------ Source excerpt ------

We can estimate its variance, which is \(\mathbf a^T \boldsymbol \Sigma \mathbf a\), by \(\mathbf a^T \mathbf S \mathbf a\), which is a quadratic form of the sample covariance matrix.

Example 1

\(\mathbf X = (X_1, X_2)^T\), \(a=(1/2, 1/2)^T\).

Then \[Y=a^TX=\frac{1}{2}(X_1 + X_2)\]

\(E(Y)=\frac{1}{2}(\mu_1 + \mu_2)\).
\(Var(Y) = \frac{1}{4} (\sigma_1^2 + \sigma_2^2 + 2\sigma_{12})= \sum_{i=1}^2 \sum_{j=1}^2 a_i a_j \sigma_{ij}\). Note that \(\sigma_{12}=\sigma_{21}\).

Example 2

Assume we have a random sample from a distribution with mean \(\mu\) and variance \(\sigma^2\), i.e., \(X_1, \cdots, X_n\overset{iid}\sim (\mu, \sigma^2)\).
We often stack the random variables vertically: \[\mathbf X_{n\times 1}=\begin{pmatrix} X_1 \\ \vdots \\ X_n\end{pmatrix}.\]
An equivalent expression, \(\mathbf X=(X_1, \cdots, X_n)^T\).

Example 2

The random vector \(\mathbf X\) formed by a random sample from a distribution with mean \(\mu\) and variance \(\sigma^2\) has the following mean vector and covariance matrix:

\[\begin{align*} E[\mathbf X] &=\mu \mathbf 1_n =\begin{pmatrix}\mu \\ \vdots \\ \mu\end{pmatrix}\\ Cov(\mathbf X) &=\sigma^2 \mathbf I_n = \begin{bmatrix} \sigma^2 & 0 & \cdots & 0 \\ 0 & \sigma^2 & \cdots & 0 \\ \vdots & \vdots & \ddots & \vdots \\ 0 & 0 & \cdots & \sigma^2 \end{bmatrix} \end{align*}\]

Example 2

We can express the sample mean as a linear combination of the random vector \(\mathbf X\): \[\bar X= \frac{1}{n}X_1 + \cdots + \frac{1}{n}X_n=\frac{1}{n}\mathbf 1^T \mathbf X,\] where \(\mathbf 1=(1, \cdots, 1)^T\) is a \(n\times 1\) vector.
By the linear combination results, we have \[\begin{align*} E[\bar X]&=\frac{1}{n} \mathbf 1^T E[\mathbf X]=\frac{1}{n} \mathbf 1^T \mu \mathbf 1=\mu\\ Var[\bar X]&=\frac{1}{n^2} \mathbf 1^T Cov(\mathbf X) \mathbf 1=\frac{1}{n^2} \mathbf 1^T \sigma^2 \mathbf I_n \mathbf 1 = \frac{1}{n}\sigma^2. \end{align*}\]

Example 2

\(\mathbf 1\) vs \(\mathbf 1^T\):
- \(\mathbf 1\) is a \(n\times 1\) vector, which is a column vector.
- \(\mathbf 1^T\) is a \(1\times n\) vector, which is a row vector.
\(\mathbf 1^T \mathbf 1\) vs \(\mathbf 1 \mathbf 1^T\):
- inner product: \(\mathbf 1^T \mathbf 1\) is a \(1\times 1\) scalar, which is equal to \(n\).

------ Information shown ------

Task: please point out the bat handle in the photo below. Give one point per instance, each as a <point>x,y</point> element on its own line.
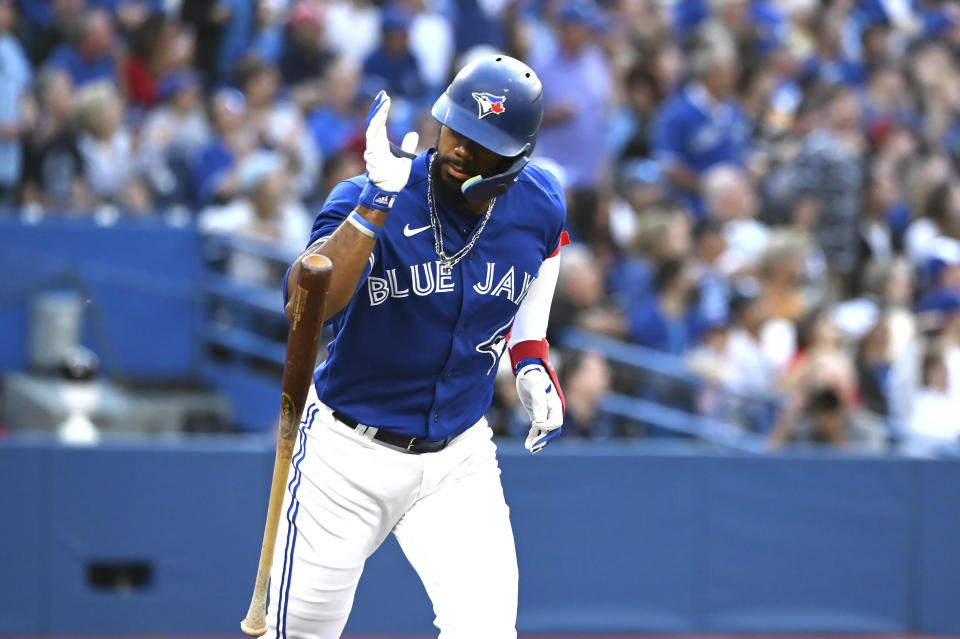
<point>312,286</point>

------
------ Information shown ------

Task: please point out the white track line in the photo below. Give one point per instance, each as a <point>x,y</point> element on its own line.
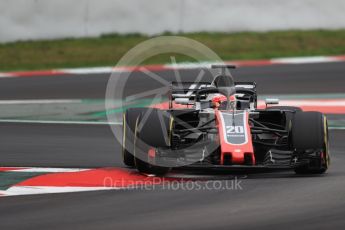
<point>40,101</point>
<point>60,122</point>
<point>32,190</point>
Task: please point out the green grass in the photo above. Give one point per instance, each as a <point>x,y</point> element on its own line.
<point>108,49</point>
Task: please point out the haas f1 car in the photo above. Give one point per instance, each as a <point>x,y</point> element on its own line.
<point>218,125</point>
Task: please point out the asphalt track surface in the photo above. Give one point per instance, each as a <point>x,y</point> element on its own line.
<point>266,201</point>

------
------ Information shown ------

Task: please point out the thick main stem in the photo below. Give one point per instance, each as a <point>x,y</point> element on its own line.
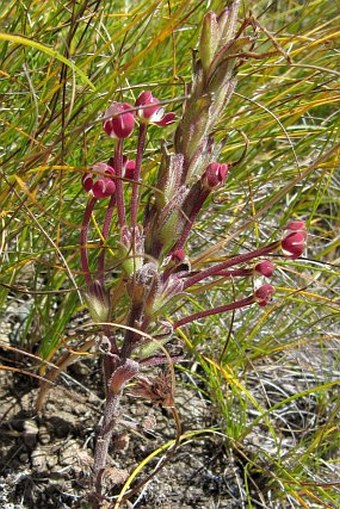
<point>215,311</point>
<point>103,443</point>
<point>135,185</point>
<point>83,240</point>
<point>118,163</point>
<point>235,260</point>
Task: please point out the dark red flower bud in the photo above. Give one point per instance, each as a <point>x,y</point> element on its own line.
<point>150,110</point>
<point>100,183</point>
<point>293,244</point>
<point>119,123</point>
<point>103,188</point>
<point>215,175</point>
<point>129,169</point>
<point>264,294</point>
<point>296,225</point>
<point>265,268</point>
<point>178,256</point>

------

== Goal 1 ==
In the linear combinations excerpt, repeat the text from "We can estimate" to "sample covariance matrix.".
== Goal 2 ==
In the linear combinations excerpt, what are the dimensions of \(\mathbf 1^T\), and what kind of vector is it?
== Goal 3 ==
Condense the paragraph of the linear combinations excerpt that begins "The random vector \(\mathbf X\) formed by a random sample" into a short list.

== Exercise response 1 ==
We can estimate its variance, which is \(\mathbf a^T \boldsymbol \Sigma \mathbf a\), by \(\mathbf a^T \mathbf S \mathbf a\), which is a quadratic form of the sample covariance matrix.

== Exercise response 2 ==
\(\mathbf 1^T\) is a \(1\times n\) row vector.

== Exercise response 3 ==
For a random vector \(\mathbf X\) formed by a random sample from a distribution with mean \(\mu\) and variance \(\sigma^2\):
- Mean vector: \(E[\mathbf X]=\mu \mathbf 1_n\), a column vector with every entry equal to \(\mu\).
- Covariance matrix: \(Cov(\mathbf X)=\sigma^2 \mathbf I_n\), with \(\sigma^2\) on the diagonal and 0 everywhere else.